"""

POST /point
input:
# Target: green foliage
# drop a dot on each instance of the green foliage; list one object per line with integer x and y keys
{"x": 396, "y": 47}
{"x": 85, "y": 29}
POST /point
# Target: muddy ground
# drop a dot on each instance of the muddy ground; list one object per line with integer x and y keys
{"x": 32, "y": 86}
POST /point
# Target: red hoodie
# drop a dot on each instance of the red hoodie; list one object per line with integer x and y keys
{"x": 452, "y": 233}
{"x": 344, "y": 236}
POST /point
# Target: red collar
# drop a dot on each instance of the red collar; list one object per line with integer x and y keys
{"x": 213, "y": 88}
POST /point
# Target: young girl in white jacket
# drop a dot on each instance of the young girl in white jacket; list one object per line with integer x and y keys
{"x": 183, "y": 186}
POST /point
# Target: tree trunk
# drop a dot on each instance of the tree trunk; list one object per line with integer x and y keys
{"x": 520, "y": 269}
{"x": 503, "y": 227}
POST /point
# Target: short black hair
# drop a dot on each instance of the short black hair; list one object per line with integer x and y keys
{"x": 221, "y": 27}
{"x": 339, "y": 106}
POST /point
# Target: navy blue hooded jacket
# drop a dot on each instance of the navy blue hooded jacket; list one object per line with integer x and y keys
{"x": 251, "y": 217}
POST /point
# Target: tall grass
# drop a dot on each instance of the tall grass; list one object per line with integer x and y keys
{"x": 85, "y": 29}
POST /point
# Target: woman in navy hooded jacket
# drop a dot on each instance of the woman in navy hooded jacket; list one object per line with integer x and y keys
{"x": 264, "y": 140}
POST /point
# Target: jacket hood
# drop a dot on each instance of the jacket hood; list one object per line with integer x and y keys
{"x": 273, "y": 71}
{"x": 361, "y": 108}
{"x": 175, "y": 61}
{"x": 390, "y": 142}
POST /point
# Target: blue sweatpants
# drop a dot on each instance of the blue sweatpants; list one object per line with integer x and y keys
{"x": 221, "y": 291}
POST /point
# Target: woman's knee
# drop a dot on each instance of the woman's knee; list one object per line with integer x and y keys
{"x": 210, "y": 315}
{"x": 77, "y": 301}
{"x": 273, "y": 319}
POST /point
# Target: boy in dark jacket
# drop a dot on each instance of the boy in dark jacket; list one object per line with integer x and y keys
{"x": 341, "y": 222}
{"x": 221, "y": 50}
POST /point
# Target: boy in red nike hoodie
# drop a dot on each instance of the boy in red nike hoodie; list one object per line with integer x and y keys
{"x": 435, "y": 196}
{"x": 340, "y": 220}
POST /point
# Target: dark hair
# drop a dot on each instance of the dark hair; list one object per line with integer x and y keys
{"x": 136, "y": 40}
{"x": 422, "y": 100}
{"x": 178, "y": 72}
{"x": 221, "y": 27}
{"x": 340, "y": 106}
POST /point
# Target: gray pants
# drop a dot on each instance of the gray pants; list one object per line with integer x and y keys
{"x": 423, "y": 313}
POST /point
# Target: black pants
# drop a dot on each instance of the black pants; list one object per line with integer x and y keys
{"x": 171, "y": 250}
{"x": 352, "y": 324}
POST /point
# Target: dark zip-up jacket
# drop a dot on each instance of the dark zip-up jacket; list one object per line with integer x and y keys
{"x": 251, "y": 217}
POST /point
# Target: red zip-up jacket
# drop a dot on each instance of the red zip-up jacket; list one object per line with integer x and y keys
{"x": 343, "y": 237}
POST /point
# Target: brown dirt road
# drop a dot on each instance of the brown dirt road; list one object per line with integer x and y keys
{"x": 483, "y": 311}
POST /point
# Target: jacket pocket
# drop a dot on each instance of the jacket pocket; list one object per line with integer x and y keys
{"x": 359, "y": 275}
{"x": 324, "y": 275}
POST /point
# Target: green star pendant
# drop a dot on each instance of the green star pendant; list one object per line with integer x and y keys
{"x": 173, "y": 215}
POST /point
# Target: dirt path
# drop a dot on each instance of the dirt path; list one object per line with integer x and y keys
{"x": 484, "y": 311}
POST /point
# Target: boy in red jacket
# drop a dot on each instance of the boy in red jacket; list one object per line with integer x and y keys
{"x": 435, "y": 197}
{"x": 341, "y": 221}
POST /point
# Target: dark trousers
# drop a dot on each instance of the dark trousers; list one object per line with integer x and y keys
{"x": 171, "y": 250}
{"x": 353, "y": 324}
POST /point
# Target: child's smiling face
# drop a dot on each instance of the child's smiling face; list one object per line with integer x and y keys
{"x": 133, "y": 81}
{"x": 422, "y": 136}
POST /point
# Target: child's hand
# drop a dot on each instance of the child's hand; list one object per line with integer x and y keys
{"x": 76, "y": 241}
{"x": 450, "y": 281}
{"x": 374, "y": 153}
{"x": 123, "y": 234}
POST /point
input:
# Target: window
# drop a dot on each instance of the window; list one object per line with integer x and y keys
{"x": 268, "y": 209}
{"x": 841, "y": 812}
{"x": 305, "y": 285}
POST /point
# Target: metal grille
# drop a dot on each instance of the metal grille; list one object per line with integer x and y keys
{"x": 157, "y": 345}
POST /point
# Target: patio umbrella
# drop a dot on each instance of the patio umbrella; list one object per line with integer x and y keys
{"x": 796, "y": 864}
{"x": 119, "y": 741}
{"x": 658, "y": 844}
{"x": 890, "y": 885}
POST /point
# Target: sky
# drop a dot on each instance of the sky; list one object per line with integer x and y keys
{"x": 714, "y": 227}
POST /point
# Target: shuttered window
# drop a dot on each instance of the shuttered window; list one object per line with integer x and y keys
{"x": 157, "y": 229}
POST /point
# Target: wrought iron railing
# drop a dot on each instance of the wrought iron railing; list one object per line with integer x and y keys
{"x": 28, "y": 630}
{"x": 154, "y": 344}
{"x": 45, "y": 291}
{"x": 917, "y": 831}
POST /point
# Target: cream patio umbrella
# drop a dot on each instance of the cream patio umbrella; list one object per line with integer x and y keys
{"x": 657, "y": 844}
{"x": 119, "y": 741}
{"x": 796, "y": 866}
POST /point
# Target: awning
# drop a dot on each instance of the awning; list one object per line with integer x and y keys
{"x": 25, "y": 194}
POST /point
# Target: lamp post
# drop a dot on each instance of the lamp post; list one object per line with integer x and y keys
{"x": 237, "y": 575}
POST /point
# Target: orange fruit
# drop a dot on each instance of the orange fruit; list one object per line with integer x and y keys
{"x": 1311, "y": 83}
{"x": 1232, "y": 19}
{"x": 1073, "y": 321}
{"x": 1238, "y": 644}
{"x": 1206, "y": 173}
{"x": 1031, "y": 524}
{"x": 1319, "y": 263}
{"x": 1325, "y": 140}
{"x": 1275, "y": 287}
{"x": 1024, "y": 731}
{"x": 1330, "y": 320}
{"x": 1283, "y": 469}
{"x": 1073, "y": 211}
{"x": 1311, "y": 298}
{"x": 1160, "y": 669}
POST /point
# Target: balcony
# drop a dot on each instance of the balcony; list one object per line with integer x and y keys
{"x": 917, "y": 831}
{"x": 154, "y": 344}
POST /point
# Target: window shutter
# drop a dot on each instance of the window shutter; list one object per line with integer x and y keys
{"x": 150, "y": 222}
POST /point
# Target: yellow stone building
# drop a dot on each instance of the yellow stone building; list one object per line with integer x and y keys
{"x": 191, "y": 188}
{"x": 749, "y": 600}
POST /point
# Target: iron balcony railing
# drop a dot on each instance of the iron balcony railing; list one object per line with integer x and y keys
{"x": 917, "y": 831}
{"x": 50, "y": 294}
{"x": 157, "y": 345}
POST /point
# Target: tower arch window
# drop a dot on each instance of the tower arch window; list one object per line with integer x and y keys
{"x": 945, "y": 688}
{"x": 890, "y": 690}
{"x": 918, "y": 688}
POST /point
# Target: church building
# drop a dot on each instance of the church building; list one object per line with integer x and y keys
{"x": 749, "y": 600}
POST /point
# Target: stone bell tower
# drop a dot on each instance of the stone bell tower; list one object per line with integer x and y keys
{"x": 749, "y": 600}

"""

* What is needed:
Reproduce, please, the lines of the material from its first line down to the line containing "# Target: red hoodie", keeping both ends and nothing beyond them.

* Exercise solution:
POST /point
input:
# Target: green foliage
# drop a dot on each instance of the green foliage; list one object per line with integer x and y keys
{"x": 396, "y": 47}
{"x": 85, "y": 29}
POST /point
# Target: muddy ground
# drop a dot on each instance of the muddy ground; list one object per line with integer x and y keys
{"x": 32, "y": 86}
POST /point
# Target: red hoodie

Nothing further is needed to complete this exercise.